Aim of the exercise »
Pick out every line in the records below that contains the word "person", and copy each such line in full.

Data »

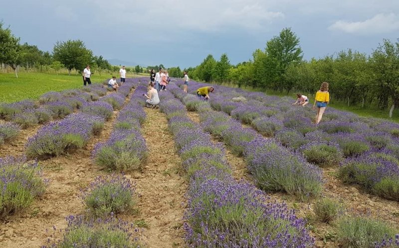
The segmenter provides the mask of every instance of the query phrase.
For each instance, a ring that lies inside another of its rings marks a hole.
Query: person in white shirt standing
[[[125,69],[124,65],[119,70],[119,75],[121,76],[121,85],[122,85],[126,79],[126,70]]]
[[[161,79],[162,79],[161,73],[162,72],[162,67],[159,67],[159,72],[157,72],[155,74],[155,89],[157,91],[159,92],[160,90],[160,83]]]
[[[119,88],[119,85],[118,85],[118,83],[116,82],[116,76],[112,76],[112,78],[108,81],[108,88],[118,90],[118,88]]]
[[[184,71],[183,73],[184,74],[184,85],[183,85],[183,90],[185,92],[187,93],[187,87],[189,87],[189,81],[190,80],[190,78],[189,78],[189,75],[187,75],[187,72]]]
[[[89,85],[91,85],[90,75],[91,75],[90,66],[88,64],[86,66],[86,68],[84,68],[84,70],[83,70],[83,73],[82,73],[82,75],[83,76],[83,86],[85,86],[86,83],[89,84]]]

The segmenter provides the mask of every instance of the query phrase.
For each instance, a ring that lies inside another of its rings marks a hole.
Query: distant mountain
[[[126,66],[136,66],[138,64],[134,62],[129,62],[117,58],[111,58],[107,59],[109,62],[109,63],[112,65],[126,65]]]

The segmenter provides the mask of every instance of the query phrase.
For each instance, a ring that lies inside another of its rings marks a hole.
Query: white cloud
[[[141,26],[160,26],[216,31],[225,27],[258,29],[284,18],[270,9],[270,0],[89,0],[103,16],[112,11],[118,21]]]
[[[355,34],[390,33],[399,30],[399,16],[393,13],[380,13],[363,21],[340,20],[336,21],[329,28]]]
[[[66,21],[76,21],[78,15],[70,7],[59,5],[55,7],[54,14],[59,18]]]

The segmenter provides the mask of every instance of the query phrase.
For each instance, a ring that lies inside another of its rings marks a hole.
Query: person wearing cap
---
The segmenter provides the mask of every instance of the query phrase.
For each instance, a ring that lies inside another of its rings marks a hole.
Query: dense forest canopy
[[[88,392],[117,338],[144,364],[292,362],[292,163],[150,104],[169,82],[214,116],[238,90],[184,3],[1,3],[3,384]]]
...
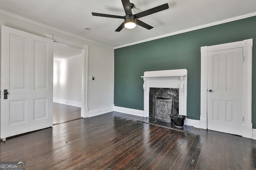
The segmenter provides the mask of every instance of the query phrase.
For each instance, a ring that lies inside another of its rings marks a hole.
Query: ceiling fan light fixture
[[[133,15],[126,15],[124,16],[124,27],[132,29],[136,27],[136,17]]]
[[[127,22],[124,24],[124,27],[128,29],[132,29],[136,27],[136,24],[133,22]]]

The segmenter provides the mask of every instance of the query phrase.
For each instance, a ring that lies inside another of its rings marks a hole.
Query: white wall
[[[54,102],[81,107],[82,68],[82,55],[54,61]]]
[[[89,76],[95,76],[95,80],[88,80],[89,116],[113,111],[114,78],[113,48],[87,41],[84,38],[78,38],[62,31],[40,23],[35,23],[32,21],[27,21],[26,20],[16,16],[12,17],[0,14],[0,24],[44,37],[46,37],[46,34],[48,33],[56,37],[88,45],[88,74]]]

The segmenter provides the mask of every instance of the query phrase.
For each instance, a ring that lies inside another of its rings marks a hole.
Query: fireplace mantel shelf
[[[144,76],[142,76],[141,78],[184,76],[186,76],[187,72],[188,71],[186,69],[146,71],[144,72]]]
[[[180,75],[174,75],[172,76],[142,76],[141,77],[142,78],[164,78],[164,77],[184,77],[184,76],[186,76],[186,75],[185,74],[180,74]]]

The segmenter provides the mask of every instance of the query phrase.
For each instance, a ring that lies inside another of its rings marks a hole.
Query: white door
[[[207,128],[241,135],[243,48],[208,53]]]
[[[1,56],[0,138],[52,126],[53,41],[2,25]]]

The completed task »
Query: person in white shirt standing
Query: person wearing cap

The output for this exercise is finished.